» TEXTAUSZUG:
+ + +
# 80 Tunneladapter



## iRaptor (29. Juni 2010)

Guten Tag,

in meiner ipconfig stehen ~ 80 Tunneladapter. Ist das Normal? Woher kommen diese, und wie werde ich sie wider los?



> Windows PowerShell
> Copyright (C) 2009 Microsoft Corporation. Alle Rechte vorbehalten.
> 
> PS C:\Users\iRaptor.de> ipconfig
> ...


----------



## ShadowAMD (29. Juni 2010)

Hi, 

wie haste den das geschaft ??

Möglichkeiten:

1. Tunngle Deinstallieren
2. Netzwerkadapter alle deinstallieren
3. einfach lassen so lange sie nicht stören (never touch a running system)
4. System neu aufsetzten. 

Das währen so meine Vorschläge ^^

MFG


----------



## iRaptor (29. Juni 2010)

zu 1.: Wie soll ich denn die Tunngle deinstallieren?
zu 2.: Habe ich schon versucht und hat keine besserung ergeben
zu 3.: Mir ist aufgefallen das mein internet viel langsamer ist (hälfte) wenn ich ipv6 anhabe, wie ich das deaktiviert habe hatte ich wieder die volle bandbreite.
zu 4.: Das werde ich als letztes versuchen

und wo die herkommen habe ich auch keine anung, macht mir ein wenig sorgen wenn da aufeinmal 80 Tunneladapter in meiner ipconfig auftauchen.


----------



## ShadowAMD (1. Juli 2010)

Irgend ein grund muss es ja haben, wieso die auf deinem System sind xD 

hast du Tunngle drauf ??

wenn nicht machs nochmal drauf und versuchs dann nochmal zu deinstallieren, vielleicht klappts, kp 

hm vielleicht nochmal in der systemsteuerung nachschauen 

vielleicht Geräte Manager, ich hab so en problem noch nie gehabt ^^


----------



## proofie (19. Januar 2011)

Hallo hatte das gleiche Problem.

Ich habe eine Lösung hierfür gefunden, hatte das gleiche Problem anscheinend wird dies durch das IPv6 Protokoll und windows 7 manchmal hervorgerufen....
Lösung findet man hier:

Viele Pseudoeinträge in IPConfig

Grüße und viel Spaß wennd as dein Porblem löst Problem als gelöst deklarieren ansonsten nochmal posten


----------



## iRaptor (19. Januar 2011)

proofie schrieb:


> Hallo hatte das gleiche Problem.
> 
> Ich habe eine Lösung hierfür gefunden, hatte das gleiche Problem anscheinend wird dies durch das IPv6 Protokoll und windows 7 manchmal hervorgerufen....
> Lösung findet man hier:
> ...



Selbst schon herausgefunden.

Ich danke dir trotzdem


----------
+ + +
» AUFGABENSTELLUNG:
Aktualisiere bitte den Textauszug ab den Worten „zu 4.: Das werde“ bis einschließlich „meiner ipconfig auftauchen.“ und setze dabei „ein bisschen“ an die Stelle von „ein wenig“. Stütze dich nur auf den Textauszug.

» ERFASSTE DATEN:
+ + +
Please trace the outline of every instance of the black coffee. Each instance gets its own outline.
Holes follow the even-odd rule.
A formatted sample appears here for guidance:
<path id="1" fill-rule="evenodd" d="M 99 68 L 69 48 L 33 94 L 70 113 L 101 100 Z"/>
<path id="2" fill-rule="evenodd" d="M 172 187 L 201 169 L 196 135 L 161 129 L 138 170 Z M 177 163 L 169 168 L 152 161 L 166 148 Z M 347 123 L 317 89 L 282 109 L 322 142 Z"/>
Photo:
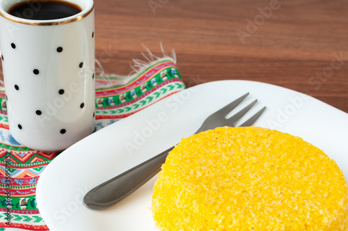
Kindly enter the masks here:
<path id="1" fill-rule="evenodd" d="M 39 0 L 20 2 L 8 13 L 26 19 L 50 20 L 70 17 L 81 11 L 78 6 L 65 1 Z"/>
+ + +
» ANTWORT:
zu 4.: Das werde ich als letztes versuchen

und wo die herkommen habe ich auch keine anung, macht mir ein bisschen sorgen wenn da aufeinmal 80 Tunneladapter in meiner ipconfig auftauchen.